### [Short task]
Print only the lines from the one containing "Target = rear window" through the one containing "[(252, 258)]", word for word and including both of those lines.

### [Raw data]
+++

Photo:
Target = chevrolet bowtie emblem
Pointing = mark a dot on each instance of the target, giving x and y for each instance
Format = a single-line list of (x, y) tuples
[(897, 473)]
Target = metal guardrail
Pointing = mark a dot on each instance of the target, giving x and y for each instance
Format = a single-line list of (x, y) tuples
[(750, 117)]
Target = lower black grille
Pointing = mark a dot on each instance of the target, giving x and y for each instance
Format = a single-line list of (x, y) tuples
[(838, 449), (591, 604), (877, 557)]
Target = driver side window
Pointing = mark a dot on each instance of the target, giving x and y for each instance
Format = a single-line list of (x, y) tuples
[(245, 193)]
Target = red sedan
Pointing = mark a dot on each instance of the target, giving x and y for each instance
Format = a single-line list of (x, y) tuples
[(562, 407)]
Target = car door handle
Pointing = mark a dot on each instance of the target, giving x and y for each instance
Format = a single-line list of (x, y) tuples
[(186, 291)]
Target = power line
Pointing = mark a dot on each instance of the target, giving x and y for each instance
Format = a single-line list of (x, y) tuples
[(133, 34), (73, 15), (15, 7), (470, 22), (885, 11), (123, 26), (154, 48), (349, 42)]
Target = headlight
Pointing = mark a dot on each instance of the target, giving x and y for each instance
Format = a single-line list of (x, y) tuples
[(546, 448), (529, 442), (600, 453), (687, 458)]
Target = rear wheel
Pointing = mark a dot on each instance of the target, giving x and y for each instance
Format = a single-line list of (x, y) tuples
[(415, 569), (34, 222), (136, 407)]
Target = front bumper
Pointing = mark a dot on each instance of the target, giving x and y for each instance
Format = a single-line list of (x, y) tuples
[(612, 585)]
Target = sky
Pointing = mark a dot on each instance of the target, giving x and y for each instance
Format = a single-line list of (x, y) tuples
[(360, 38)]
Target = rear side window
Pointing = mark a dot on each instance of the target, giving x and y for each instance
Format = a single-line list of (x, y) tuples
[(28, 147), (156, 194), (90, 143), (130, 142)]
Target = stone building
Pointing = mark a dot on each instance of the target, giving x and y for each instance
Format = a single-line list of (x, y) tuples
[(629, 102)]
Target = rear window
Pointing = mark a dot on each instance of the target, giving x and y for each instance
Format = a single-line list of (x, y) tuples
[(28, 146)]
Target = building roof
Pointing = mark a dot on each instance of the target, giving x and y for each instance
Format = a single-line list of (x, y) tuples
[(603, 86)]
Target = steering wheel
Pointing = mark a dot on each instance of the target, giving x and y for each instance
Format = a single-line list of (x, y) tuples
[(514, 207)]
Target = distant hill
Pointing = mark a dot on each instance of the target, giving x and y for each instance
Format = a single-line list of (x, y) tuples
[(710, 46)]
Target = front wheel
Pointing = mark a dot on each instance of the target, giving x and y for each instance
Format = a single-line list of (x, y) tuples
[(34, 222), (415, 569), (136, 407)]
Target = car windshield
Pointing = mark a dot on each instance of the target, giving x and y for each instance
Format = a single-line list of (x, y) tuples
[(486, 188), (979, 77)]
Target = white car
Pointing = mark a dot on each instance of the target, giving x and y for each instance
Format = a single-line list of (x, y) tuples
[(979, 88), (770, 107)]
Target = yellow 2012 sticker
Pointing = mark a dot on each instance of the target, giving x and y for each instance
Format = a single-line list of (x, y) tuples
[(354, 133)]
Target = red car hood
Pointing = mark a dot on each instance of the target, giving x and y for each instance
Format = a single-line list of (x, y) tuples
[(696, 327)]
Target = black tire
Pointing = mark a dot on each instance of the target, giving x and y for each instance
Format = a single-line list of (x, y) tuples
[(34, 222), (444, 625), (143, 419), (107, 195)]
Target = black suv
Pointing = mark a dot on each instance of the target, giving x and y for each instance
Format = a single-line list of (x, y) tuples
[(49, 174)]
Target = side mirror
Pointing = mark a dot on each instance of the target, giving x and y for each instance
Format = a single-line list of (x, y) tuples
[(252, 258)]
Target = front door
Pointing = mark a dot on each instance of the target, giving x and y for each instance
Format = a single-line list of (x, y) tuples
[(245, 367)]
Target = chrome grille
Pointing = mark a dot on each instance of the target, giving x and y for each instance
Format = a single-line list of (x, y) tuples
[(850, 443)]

+++

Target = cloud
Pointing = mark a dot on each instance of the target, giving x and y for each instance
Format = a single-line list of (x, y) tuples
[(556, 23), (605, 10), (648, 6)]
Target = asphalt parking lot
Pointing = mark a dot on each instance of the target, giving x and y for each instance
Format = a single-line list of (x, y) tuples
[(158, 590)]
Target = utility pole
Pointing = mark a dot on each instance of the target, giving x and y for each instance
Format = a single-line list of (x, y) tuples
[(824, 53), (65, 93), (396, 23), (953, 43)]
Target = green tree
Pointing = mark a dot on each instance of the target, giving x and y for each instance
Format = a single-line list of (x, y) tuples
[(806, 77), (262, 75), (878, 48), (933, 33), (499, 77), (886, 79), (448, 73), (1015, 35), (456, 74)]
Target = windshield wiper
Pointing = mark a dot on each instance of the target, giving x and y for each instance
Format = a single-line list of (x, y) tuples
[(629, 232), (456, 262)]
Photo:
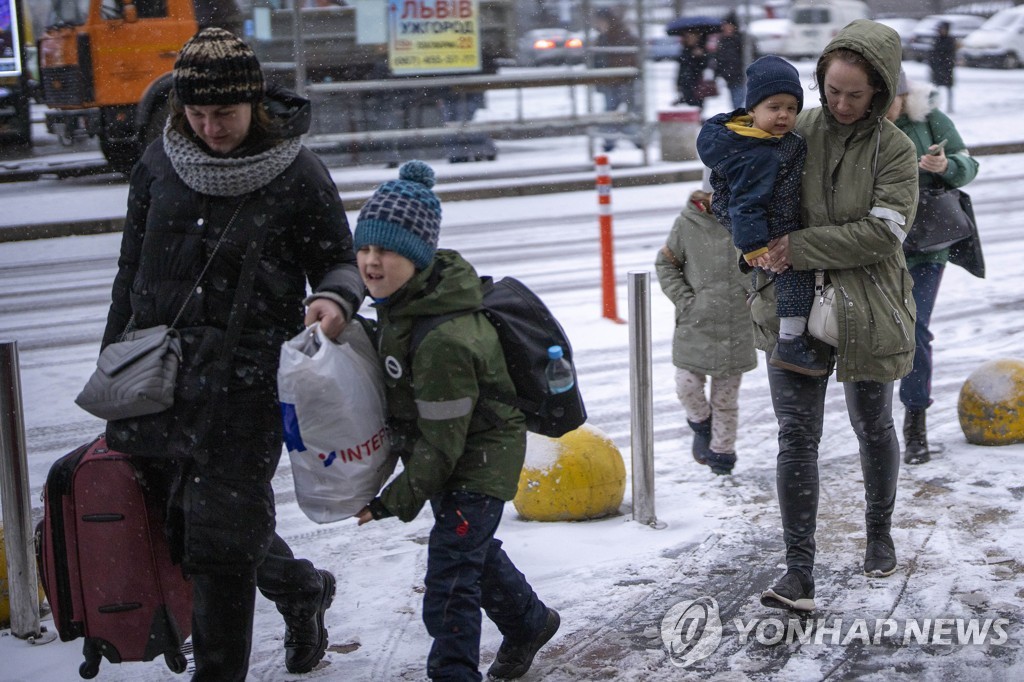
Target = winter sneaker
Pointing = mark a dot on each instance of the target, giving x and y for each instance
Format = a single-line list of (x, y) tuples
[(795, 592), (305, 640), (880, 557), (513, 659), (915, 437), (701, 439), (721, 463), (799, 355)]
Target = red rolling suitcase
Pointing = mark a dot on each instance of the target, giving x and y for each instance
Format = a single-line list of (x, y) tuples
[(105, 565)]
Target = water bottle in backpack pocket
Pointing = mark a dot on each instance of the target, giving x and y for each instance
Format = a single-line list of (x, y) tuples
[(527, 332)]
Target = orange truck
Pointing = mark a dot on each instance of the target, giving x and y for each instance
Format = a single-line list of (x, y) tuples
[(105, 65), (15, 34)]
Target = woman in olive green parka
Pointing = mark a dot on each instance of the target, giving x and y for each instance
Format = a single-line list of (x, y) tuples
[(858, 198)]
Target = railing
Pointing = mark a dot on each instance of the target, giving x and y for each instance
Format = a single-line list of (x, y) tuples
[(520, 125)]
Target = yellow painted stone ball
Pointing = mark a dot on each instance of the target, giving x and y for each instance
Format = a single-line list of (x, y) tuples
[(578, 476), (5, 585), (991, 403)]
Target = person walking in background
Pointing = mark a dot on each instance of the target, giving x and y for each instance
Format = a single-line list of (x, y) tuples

+++

### [The response]
Target = rear window
Pointing = mark a dot on each instance of the target, giving x and y for each instance
Format = a single-line list of (x, y) tuples
[(28, 146)]
Target = building roof
Pointing = mark a dot on each instance of the target, giving x and y for each instance
Format = a single-line list of (x, y) tuples
[(603, 86)]
Target = steering wheel
Pointing = mark a dot on each instance of the target, giving x and y for each instance
Format = a single-line list of (x, y) tuples
[(514, 207)]
Target = distant hill
Pointing = mark a dot on each instance of the target, giving x and y for each instance
Format = a single-line list of (x, y) tuples
[(710, 46)]
Target = front wheel
Pointing = mark a dot on each instance of the target, giving x and y for each instance
Format = a single-line list of (x, y) tuples
[(34, 222), (415, 569), (136, 407)]
Target = car windshield
Pointing = mark a dot on each instance of the target, giving x and y for each instance
Format = a single-line list of (x, y) tuples
[(486, 188), (979, 77)]
Target = white car
Pointing = mark a dot on each instance of the target, giving x and y for each instance
Format = a single-line list of (x, y) tuples
[(979, 88), (770, 107)]
Target = yellow 2012 sticker
Pointing = mark a dot on each instance of the target, giving x and y for each instance
Format = a single-line list of (x, y) tuples
[(354, 133)]
Target = red car hood
Pointing = mark a dot on each instance of the target, giving x and y for each instance
Format = a single-line list of (x, y) tuples
[(696, 327)]
Target = black tire
Pointing = mark a dot on each instance of the target, giving x and y for each instance
Format = a single-line list of (x, y) tuples
[(34, 222), (444, 625), (143, 419), (107, 195)]
Target = black suv
Pointing = mark a dot on each instance of the target, giving x and y for each instance
Format = a single-line list of (x, y) tuples
[(49, 174)]
Target = side mirror
Pointing = mark a dot on each instance of the target, giving x and y for each instance
Format = a single-line list of (x, y) tuples
[(252, 258)]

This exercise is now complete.